■ OBJECTIVES
1 - Print the part of the bug report starting at "InnoDB: Apply batch" and ending at "a memory trap.".
2 - In the bug report, which file and line number does the assertion failure name?
3 - Pick up the MariaDB bug report on the startup assertion failure and continue it from its last line.

■ SELECTED EXCERPT
◆ ◆ ◆ ◆ ◆ ◆ ◆

[MDEV-12023] Assertion failure sym_node->table != NULL on startup Created: 2017-02-08  Updated: 2020-08-25  Resolved: 2018-10-30

Status: Closed
Project: MariaDB Server
Component/s: Storage Engine - InnoDB, Storage Engine - XtraDB
Affects Version/s: 10.0, 10.1, 10.2, 10.3
Fix Version/s: 10.0.37, 10.3.11, 10.1.37, 10.2.19

Type: Bug Priority: Major
Reporter: Andrii Nikitin (Inactive) Assignee: Marko Mäkelä
Resolution: Fixed Votes: 1
Labels: None

Attachments: File 1.sh.err    
Issue Links:
Relates
relates to MDEV-14585 Automatically remove #sql- tables in ... Closed
relates to MDEV-17296 MariaDB fails to start after update: ... Closed

 Description   

When I use .sh test from https://bugs.launchpad.net/percona-xtrabackup/+bug/1399471 and ignore_builtin_innodb
plugin_load_add=ha_innodb
in my.cnf - I get reliable crash :

InnoDB: Apply batch completed
2017-02-08 09:34:38 7f4f19145780  InnoDB: Assertion failure in thread 139977699907456 in file pars0pars.cc line 865
InnoDB: Failing assertion: sym_node->table != NULL
InnoDB: We intentionally generate a memory trap.

◆ ◆ ◆ ◆ ◆ ◆ ◆

■ DATASET SECTION
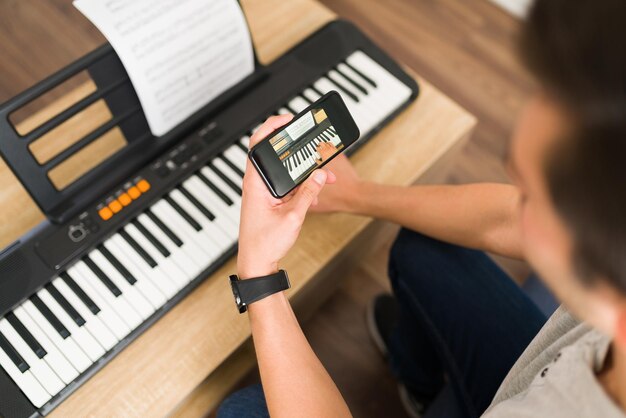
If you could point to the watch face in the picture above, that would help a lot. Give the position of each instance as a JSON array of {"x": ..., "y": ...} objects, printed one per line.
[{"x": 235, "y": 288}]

◆ ◆ ◆ ◆ ◆ ◆ ◆

■ RESULTS
1 -
InnoDB: Apply batch completed
2017-02-08 09:34:38 7f4f19145780  InnoDB: Assertion failure in thread 139977699907456 in file pars0pars.cc line 865
InnoDB: Failing assertion: sym_node->table != NULL
InnoDB: We intentionally generate a memory trap.

2 - The file pars0pars.cc, line 865.

3 -
InnoDB: Submit a detailed bug report to http://bugs.mysql.com.
InnoDB: If you get repeated assertion failures or crashes, even
InnoDB: immediately after the mysqld startup, there may be
InnoDB: corruption in the InnoDB tablespace. Please refer to
InnoDB: http://dev.mysql.com/doc/refman/5.6/en/forcing-innodb-recovery.html
InnoDB: about forcing recovery.
170208  9:34:38 [ERROR] mysqld got signal 6 ;
This could be because you hit a bug. It is also possible that this binary
or one of the libraries it was linked against is corrupt, improperly built,
or misconfigured. This error can also be caused by malfunctioning hardware.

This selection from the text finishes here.